# What you are asked to do
Copy all of the data below line for line, exactly as it appears. Omit the pictures from your copy.

-- start of Exercise data --

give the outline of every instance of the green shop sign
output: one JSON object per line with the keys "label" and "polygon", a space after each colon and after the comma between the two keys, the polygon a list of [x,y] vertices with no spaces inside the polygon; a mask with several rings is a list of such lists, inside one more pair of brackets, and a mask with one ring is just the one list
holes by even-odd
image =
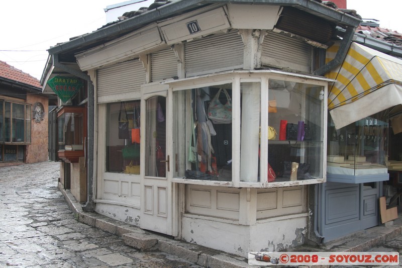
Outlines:
{"label": "green shop sign", "polygon": [[72,98],[84,86],[76,77],[56,76],[47,81],[47,84],[65,103]]}

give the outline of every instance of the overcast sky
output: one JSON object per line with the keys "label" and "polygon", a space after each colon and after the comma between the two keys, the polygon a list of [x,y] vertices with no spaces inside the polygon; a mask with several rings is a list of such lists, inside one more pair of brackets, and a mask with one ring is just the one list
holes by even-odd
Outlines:
{"label": "overcast sky", "polygon": [[[40,79],[48,55],[47,49],[100,28],[106,22],[104,9],[123,2],[3,1],[0,60]],[[381,27],[402,32],[400,0],[347,0],[347,5],[363,18],[378,20]]]}

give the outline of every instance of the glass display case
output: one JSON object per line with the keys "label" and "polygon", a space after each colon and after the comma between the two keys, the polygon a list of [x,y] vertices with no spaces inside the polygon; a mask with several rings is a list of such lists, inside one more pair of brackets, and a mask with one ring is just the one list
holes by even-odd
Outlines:
{"label": "glass display case", "polygon": [[86,113],[84,107],[64,106],[57,112],[59,157],[77,162],[84,155]]}
{"label": "glass display case", "polygon": [[387,119],[373,115],[339,129],[330,119],[327,181],[361,183],[388,180]]}
{"label": "glass display case", "polygon": [[325,181],[326,81],[253,74],[173,86],[174,181],[257,188]]}

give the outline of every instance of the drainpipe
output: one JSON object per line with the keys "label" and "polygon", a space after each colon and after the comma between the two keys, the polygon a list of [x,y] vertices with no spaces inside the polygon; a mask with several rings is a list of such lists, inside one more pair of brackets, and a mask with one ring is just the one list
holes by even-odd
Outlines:
{"label": "drainpipe", "polygon": [[347,27],[346,31],[341,43],[341,46],[336,53],[335,57],[326,64],[322,66],[314,71],[314,74],[324,75],[326,72],[343,62],[345,57],[346,56],[346,54],[348,53],[348,50],[349,50],[349,48],[350,47],[350,44],[353,39],[355,31],[357,28],[357,26],[348,26]]}
{"label": "drainpipe", "polygon": [[[326,73],[343,62],[353,39],[355,31],[357,28],[357,26],[347,27],[341,45],[334,59],[314,71],[313,72],[314,74],[324,75]],[[315,185],[310,186],[309,188],[309,196],[310,197],[309,211],[310,212],[310,215],[309,217],[309,224],[308,224],[307,243],[315,245],[321,244],[324,239],[324,237],[320,234],[319,230],[319,217],[322,217],[323,215],[320,213],[322,210],[320,209],[318,206],[318,202],[321,201],[319,200],[319,192],[321,191],[318,188],[318,186]]]}
{"label": "drainpipe", "polygon": [[82,206],[82,209],[84,211],[92,212],[93,211],[93,190],[92,185],[93,182],[93,85],[89,75],[83,72],[73,69],[67,65],[61,63],[59,61],[59,55],[57,54],[53,54],[53,65],[60,69],[66,71],[69,73],[83,79],[87,82],[88,85],[88,114],[87,114],[87,128],[86,147],[86,166],[87,178],[87,199],[86,203]]}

-- end of Exercise data --

# Task output
give the outline of every instance of the green shop sign
output: one JSON object per line with the keys "label" and "polygon", a space after each colon and after the comma between the two keys, the polygon a list of [x,y] vertices with no spaces inside the polygon; a mask with several rings is a list of such lists, inside one more pair of brackets, and a mask with one ring is just the one list
holes by even-odd
image =
Outlines:
{"label": "green shop sign", "polygon": [[72,98],[84,86],[76,77],[56,76],[47,81],[47,84],[65,103]]}

give the outline of every instance of the overcast sky
output: one JSON object per line with the keys "label" and "polygon", a space after each colon and after the comma between the two keys, the polygon a list of [x,y] vertices with no spaces inside the polygon; a mask with several rings is a list of such lists, inside one more pair of brackets, and a mask with one ring is just the one list
holes by even-odd
Outlines:
{"label": "overcast sky", "polygon": [[[40,79],[48,55],[47,49],[100,28],[106,22],[104,9],[123,2],[3,1],[0,60]],[[381,27],[402,32],[400,0],[347,0],[347,5],[363,18],[378,20]]]}

give the outline of every instance of the glass display case
output: one JSON object per line with the keys "label" and "polygon", a space after each colon and after the comma between the two keys, the polygon a list of [x,y] vertices with no spaces inside the polygon; a mask with several rings is a list of such lists, inside one more pair of brackets, and a mask with one ring is just the one list
holes by even-odd
Outlines:
{"label": "glass display case", "polygon": [[86,113],[84,107],[64,106],[57,112],[59,157],[77,162],[84,155]]}
{"label": "glass display case", "polygon": [[387,119],[373,115],[339,129],[330,119],[327,181],[361,183],[388,180]]}
{"label": "glass display case", "polygon": [[325,181],[326,81],[253,74],[173,86],[174,181],[257,188]]}

give the outline of every instance of the drainpipe
output: one JSON object per line with the keys "label" and "polygon", a space after each colon and after the comma between the two keys, the polygon a list of [x,y] vertices with no spaces inside the polygon; a mask with several rings is a list of such lists, inside one more pair of brackets, and a mask with one ring is just the one list
holes by even-odd
Outlines:
{"label": "drainpipe", "polygon": [[347,27],[346,31],[341,43],[341,46],[336,53],[335,57],[326,64],[322,66],[314,71],[314,74],[324,75],[326,72],[343,62],[345,57],[346,56],[346,54],[348,53],[348,50],[349,50],[349,48],[350,47],[350,44],[353,39],[355,31],[357,28],[357,26],[348,26]]}
{"label": "drainpipe", "polygon": [[[326,73],[343,62],[353,39],[355,31],[357,28],[357,26],[347,27],[341,45],[334,59],[314,71],[313,72],[314,74],[324,75]],[[315,185],[310,186],[309,188],[309,196],[310,197],[309,211],[310,212],[310,215],[309,217],[309,224],[308,224],[307,243],[315,245],[321,244],[324,239],[324,237],[320,234],[319,230],[319,217],[322,217],[323,215],[320,213],[322,210],[320,209],[318,206],[318,202],[321,201],[319,200],[319,192],[321,191],[318,188],[318,186]]]}
{"label": "drainpipe", "polygon": [[82,206],[82,209],[84,211],[92,212],[93,211],[93,190],[92,185],[93,182],[93,85],[89,75],[83,72],[73,69],[67,65],[61,63],[59,61],[59,55],[57,54],[53,54],[53,65],[60,69],[66,71],[69,73],[83,79],[87,82],[88,85],[88,114],[87,114],[87,128],[86,147],[86,166],[87,178],[87,199],[86,203]]}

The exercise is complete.